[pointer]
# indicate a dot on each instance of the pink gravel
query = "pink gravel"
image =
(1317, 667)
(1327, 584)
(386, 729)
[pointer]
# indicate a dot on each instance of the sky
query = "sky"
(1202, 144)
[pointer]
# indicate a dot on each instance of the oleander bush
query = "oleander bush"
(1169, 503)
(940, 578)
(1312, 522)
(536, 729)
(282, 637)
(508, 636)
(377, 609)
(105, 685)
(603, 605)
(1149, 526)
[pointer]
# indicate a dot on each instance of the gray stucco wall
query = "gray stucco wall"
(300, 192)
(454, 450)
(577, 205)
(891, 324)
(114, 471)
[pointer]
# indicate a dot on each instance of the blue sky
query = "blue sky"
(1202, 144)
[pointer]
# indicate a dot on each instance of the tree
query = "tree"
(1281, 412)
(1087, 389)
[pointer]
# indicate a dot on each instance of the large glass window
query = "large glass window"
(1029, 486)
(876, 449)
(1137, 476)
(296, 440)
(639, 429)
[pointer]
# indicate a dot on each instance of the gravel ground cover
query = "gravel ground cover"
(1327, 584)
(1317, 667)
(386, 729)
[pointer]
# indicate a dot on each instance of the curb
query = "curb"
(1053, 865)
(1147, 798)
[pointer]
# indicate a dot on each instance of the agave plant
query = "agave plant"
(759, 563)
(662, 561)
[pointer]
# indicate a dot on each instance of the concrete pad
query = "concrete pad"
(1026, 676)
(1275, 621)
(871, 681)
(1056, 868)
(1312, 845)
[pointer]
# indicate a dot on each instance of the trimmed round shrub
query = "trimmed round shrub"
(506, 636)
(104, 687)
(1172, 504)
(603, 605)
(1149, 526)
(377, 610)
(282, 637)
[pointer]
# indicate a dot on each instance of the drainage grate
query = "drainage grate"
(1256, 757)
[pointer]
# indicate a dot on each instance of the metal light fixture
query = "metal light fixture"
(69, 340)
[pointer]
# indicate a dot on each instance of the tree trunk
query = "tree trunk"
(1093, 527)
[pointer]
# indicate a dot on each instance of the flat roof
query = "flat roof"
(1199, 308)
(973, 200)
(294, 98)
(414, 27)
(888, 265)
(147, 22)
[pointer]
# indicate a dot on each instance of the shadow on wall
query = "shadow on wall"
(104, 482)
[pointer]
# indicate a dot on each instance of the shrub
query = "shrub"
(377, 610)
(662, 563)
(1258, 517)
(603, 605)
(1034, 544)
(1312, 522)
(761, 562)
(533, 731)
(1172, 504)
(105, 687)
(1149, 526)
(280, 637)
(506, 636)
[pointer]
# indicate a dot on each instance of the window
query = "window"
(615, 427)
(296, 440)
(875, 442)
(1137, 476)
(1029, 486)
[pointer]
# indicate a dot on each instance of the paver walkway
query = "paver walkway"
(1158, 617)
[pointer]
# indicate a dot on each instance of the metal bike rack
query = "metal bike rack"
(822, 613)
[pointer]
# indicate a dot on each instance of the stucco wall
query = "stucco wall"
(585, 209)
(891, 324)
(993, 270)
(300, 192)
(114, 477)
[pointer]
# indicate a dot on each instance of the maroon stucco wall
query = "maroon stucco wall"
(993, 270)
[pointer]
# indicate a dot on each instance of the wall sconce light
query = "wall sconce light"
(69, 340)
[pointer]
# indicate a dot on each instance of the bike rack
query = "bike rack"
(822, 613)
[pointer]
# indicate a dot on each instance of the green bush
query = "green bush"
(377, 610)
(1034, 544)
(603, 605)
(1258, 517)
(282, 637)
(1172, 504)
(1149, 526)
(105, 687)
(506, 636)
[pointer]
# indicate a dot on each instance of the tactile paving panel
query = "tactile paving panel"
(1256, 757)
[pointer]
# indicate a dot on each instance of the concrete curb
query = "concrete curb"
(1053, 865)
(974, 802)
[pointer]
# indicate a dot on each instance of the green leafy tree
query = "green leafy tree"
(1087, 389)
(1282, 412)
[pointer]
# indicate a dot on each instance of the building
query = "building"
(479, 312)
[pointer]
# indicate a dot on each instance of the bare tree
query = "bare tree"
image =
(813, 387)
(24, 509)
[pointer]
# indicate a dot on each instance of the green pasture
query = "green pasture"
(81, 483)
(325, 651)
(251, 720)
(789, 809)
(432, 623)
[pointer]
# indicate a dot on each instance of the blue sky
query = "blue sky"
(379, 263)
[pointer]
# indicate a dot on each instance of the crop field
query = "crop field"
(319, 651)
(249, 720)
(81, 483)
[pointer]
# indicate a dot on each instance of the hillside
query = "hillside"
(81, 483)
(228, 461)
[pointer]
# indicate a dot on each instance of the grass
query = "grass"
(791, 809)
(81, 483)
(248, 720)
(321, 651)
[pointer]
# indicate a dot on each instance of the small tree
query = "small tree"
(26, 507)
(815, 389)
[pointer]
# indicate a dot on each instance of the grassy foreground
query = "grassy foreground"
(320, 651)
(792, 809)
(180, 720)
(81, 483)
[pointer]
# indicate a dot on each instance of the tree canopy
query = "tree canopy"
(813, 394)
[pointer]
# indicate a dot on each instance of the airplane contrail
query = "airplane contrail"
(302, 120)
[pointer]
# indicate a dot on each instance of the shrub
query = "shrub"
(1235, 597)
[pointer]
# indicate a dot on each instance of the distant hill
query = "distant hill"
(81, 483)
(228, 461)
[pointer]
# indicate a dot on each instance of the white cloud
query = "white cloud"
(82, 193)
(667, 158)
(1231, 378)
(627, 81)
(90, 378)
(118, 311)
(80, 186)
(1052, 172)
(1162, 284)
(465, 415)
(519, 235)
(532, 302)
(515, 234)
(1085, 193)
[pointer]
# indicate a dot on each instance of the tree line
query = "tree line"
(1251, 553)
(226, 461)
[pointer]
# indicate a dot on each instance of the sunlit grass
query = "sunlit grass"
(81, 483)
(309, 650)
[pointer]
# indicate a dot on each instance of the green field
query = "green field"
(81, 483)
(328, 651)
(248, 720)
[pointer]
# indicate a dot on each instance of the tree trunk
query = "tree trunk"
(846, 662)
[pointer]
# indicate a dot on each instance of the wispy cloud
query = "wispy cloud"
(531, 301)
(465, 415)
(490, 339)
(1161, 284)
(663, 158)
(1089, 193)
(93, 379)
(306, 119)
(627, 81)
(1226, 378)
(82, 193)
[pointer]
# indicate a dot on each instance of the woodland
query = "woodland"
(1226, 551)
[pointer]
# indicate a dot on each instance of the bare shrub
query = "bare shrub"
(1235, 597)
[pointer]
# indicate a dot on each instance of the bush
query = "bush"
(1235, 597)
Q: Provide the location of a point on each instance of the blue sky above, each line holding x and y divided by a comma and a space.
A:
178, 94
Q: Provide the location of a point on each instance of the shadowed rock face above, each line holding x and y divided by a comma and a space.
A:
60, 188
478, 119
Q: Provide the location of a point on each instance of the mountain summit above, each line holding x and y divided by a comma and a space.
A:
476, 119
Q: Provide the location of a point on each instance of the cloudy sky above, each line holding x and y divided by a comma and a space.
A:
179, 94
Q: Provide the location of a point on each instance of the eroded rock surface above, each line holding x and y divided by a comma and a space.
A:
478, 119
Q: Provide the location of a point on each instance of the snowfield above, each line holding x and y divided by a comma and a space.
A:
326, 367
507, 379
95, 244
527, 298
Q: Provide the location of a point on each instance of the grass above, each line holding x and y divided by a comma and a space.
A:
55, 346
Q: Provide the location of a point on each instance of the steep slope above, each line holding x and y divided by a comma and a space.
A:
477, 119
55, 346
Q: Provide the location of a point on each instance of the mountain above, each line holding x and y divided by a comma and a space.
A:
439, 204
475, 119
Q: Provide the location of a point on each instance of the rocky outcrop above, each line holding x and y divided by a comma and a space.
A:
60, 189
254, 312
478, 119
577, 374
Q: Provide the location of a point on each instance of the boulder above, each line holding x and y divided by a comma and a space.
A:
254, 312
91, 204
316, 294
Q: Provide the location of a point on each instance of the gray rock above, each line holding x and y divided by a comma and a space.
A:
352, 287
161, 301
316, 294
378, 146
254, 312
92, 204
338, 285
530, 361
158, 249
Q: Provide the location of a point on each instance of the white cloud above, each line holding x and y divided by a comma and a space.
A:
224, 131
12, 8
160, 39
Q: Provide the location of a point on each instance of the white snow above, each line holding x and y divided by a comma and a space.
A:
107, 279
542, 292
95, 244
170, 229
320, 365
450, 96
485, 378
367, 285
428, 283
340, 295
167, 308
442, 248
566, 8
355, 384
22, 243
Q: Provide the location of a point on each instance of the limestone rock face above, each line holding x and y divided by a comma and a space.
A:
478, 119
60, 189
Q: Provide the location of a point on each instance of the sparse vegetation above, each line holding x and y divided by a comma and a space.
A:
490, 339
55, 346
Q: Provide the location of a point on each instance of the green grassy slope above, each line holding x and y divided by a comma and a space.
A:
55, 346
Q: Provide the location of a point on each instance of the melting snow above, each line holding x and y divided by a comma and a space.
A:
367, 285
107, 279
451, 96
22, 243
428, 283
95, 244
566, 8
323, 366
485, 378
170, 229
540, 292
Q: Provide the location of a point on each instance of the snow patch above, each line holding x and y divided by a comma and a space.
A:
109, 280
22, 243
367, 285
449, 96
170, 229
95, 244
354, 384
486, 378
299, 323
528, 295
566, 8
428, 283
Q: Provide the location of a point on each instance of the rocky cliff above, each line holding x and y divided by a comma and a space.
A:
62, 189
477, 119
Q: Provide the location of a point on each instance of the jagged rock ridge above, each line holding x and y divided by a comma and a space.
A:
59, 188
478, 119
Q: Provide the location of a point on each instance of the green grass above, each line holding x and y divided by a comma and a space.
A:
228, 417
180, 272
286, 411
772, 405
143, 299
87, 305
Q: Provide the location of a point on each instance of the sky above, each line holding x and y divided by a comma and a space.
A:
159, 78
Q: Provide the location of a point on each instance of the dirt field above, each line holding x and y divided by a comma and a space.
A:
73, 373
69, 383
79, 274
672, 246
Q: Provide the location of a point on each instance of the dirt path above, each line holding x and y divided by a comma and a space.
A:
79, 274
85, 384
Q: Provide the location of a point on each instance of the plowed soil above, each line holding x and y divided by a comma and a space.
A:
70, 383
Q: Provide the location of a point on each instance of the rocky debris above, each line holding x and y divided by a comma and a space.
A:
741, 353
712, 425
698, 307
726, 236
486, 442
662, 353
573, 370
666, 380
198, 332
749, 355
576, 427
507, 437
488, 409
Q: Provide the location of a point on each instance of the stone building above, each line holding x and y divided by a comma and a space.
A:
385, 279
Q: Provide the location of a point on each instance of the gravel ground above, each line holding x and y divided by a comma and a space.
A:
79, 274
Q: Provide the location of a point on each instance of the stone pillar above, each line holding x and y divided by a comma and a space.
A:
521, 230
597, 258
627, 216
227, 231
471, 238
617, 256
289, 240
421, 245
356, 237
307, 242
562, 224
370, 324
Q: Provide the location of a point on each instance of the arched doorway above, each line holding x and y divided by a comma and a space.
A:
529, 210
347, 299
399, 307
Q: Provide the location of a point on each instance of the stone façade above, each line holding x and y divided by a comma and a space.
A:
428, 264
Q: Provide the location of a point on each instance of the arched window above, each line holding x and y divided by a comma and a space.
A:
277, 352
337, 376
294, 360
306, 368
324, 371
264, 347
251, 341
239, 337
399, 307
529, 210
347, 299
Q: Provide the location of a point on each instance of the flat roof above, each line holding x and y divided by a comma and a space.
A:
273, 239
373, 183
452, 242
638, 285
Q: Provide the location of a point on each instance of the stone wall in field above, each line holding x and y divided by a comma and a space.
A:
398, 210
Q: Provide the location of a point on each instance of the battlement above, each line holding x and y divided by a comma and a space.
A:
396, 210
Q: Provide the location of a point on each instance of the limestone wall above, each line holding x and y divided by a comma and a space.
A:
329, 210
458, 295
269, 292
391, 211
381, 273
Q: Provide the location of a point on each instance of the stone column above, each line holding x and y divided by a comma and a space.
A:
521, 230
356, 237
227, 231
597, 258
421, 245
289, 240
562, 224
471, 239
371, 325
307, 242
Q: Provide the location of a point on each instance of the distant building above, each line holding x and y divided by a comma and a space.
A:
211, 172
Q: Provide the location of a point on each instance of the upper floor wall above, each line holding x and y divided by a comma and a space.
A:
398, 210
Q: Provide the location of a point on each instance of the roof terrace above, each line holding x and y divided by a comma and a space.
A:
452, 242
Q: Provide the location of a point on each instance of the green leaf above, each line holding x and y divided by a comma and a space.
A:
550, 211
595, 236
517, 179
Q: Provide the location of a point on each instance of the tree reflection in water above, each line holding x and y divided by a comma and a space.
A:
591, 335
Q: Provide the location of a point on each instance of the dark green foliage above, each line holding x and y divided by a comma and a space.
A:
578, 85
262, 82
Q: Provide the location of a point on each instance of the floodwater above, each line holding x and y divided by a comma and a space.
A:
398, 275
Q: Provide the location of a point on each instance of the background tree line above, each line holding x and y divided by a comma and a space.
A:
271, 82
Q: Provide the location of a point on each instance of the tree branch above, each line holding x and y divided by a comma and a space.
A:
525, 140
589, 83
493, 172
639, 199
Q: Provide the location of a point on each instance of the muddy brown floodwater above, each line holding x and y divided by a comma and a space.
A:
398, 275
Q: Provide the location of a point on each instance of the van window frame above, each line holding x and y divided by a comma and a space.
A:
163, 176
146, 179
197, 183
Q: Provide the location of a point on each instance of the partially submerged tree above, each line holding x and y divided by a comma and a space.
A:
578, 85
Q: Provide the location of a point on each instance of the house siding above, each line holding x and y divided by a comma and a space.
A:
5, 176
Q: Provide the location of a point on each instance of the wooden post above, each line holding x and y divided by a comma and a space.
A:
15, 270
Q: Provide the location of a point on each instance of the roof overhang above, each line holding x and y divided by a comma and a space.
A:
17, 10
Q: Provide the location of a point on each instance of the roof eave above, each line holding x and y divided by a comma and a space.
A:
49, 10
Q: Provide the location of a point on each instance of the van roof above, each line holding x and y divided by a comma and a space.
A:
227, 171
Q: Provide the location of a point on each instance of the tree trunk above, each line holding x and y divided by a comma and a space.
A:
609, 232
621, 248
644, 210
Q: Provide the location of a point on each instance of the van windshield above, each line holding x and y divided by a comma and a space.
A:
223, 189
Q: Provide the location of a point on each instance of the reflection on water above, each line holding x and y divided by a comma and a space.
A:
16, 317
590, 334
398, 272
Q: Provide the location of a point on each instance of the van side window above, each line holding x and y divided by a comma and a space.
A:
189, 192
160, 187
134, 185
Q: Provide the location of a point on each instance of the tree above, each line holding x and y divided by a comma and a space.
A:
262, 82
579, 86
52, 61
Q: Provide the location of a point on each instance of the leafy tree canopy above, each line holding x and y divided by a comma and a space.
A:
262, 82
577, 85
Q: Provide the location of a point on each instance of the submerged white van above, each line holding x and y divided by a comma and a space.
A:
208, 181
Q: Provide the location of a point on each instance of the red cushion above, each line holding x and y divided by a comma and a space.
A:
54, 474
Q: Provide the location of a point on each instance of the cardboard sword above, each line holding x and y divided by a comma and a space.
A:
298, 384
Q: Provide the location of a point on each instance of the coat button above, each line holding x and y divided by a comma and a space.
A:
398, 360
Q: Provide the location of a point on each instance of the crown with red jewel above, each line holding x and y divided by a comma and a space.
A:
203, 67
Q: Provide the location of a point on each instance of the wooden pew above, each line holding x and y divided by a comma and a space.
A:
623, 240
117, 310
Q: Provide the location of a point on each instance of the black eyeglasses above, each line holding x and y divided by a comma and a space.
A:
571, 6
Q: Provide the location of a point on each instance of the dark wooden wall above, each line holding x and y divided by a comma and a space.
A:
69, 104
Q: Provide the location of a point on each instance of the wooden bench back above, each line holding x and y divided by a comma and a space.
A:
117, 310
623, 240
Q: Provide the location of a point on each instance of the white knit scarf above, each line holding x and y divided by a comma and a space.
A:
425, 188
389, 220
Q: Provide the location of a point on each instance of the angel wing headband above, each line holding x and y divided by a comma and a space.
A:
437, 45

----

Problem to solve — Scan the material above for the string "limestone", and copy every line where it is found.

Result —
Q: Provide the location of a point on each instance of the limestone rock face above, each line holding x and y divided by a comma and a space.
Q: Provide the location of a point on each instance of the limestone wall above, each line holding x and y divided by a comma and a space.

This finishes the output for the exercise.